Work required: Count how many lines in the data below contain the string "logo". Give only the number.

** START Provided data **

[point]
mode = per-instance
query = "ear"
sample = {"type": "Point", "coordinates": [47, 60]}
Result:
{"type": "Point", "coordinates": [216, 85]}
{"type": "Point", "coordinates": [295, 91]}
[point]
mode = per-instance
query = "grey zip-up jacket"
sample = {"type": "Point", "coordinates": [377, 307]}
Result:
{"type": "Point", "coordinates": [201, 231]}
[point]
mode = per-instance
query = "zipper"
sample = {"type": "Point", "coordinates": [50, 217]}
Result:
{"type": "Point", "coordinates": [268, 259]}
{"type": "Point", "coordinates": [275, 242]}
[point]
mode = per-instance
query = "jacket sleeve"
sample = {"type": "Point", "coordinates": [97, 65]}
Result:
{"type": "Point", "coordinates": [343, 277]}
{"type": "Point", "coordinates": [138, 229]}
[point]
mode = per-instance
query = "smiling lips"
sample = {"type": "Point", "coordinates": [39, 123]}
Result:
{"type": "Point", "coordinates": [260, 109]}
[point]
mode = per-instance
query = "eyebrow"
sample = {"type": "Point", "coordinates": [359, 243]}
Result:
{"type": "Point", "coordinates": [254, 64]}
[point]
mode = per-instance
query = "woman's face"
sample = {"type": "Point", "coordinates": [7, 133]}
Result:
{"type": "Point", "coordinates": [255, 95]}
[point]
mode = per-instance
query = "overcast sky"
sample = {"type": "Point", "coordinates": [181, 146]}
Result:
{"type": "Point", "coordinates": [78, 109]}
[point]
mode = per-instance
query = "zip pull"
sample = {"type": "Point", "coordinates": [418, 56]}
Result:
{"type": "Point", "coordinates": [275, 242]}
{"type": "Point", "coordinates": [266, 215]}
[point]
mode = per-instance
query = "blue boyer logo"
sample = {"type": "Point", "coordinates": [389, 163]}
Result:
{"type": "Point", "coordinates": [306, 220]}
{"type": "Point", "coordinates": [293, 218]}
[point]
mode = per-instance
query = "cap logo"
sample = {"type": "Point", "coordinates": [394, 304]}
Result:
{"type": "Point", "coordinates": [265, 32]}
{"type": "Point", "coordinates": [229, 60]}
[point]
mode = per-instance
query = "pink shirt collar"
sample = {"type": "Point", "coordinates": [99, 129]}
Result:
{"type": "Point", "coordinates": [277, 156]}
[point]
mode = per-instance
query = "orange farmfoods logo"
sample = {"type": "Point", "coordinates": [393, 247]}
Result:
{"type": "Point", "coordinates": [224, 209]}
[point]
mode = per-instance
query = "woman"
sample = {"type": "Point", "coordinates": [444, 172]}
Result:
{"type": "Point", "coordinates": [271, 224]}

** END Provided data **

Response for this exercise: 3